The Council of Urban Boards of Education last week unveiled six goals for improving urban schools that it says will complement the broader education goals set by President Bush and the nation’s governors.
The council, a component of the National School Boards Association, ''enthusiastically supports” the national education goals that grew out of last year’s “education summit,” said Ulysses A. Spiva, chairman of the council.
“A major shortcoming, however, is that these goals do not directly address the very critical educational needs of urban communities, where nearly half our nation’s students are located,” Mr. Spiva added.
To fill that gap, the council worked with school-board members and administrators across the country to formulate its own recommendations for improving urban schools.
Without taking such steps, Mr. Spiva contended, the national goals cannot be fulfilled.
The council’s goals are:
- To provide greater and more equitable funding for education, including “achieving a more equal distribution of funding for urban areas in relation to non-urban areas” and funding for the special needs of urban students.
- To achieve racial, ethnic, and socioeconomic integration in metropolitan areas.
- To promote excellence in urban districts by a variety of strategies, including achieving a proper balance between local decisionmaking and local accountability for results.
- To provide students with a multicultural education and to assist urban school districts in developing affirmative-action policies.
- To strengthen the role of local school boards as the “primary and ultimately accountable governing body of public schools.”
- - - - -
- Set task: Copy the stretch of the urban school goals passage from "The council, a" through "cannot be fulfilled.", word for word. Rely only on the passage about urban school goals for what comes next.

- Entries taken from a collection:
- - - - -
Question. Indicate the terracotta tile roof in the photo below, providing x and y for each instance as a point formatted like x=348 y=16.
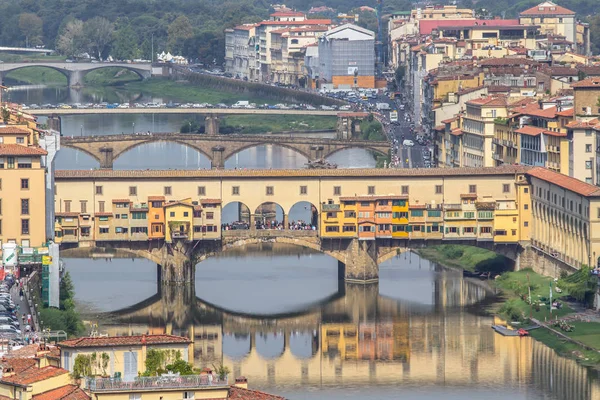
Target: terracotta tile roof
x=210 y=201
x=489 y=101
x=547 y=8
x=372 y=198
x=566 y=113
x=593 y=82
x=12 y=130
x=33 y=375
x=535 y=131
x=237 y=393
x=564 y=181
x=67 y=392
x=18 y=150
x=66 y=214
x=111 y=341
- - - - -
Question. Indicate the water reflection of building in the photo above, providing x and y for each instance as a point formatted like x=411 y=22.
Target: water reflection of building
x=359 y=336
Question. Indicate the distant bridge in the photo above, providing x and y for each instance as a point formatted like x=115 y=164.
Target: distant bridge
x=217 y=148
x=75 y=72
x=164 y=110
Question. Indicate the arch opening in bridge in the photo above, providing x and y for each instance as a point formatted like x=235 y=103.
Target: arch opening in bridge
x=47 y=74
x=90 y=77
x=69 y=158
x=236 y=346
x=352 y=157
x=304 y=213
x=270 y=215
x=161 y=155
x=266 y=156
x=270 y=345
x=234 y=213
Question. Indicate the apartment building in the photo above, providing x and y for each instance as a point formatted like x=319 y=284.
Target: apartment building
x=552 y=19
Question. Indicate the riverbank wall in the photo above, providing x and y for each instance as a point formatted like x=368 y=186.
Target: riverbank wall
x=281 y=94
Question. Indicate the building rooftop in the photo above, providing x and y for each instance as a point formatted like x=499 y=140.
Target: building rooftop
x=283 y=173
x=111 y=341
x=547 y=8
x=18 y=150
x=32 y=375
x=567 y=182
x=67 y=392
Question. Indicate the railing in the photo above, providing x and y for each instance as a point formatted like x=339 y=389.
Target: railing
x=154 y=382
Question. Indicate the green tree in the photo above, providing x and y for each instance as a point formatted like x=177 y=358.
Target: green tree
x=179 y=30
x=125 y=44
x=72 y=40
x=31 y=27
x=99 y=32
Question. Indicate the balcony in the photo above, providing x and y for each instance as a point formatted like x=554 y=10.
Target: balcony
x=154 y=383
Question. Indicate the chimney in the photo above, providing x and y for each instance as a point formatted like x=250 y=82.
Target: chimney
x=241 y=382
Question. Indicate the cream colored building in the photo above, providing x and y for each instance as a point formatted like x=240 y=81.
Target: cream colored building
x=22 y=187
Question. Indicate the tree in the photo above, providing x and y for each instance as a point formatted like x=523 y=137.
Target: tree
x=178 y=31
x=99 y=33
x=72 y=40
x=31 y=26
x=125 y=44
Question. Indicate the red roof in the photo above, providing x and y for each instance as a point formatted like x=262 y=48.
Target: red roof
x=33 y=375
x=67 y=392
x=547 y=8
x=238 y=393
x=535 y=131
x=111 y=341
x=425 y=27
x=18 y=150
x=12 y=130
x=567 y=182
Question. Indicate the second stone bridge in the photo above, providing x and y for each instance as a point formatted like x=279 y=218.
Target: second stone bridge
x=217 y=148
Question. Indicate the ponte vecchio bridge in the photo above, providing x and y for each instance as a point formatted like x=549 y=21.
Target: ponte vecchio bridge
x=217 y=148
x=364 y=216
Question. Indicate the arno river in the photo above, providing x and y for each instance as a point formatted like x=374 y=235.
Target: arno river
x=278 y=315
- - - - -
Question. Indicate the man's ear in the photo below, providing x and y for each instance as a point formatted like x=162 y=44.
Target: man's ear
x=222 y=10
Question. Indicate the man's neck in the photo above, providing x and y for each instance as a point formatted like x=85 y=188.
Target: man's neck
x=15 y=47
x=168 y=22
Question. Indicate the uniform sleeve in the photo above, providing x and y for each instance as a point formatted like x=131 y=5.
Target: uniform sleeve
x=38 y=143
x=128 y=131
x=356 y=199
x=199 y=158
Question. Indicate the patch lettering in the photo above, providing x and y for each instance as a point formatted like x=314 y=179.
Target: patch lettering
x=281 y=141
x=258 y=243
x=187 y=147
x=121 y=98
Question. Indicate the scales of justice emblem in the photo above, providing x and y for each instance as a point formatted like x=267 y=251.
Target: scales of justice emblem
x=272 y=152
- - - - -
- Reply:
The council, a component of the National School Boards Association, ''enthusiastically supports” the national education goals that grew out of last year’s “education summit,” said Ulysses A. Spiva, chairman of the council.
“A major shortcoming, however, is that these goals do not directly address the very critical educational needs of urban communities, where nearly half our nation’s students are located,” Mr. Spiva added.
To fill that gap, the council worked with school-board members and administrators across the country to formulate its own recommendations for improving urban schools.
Without taking such steps, Mr. Spiva contended, the national goals cannot be fulfilled.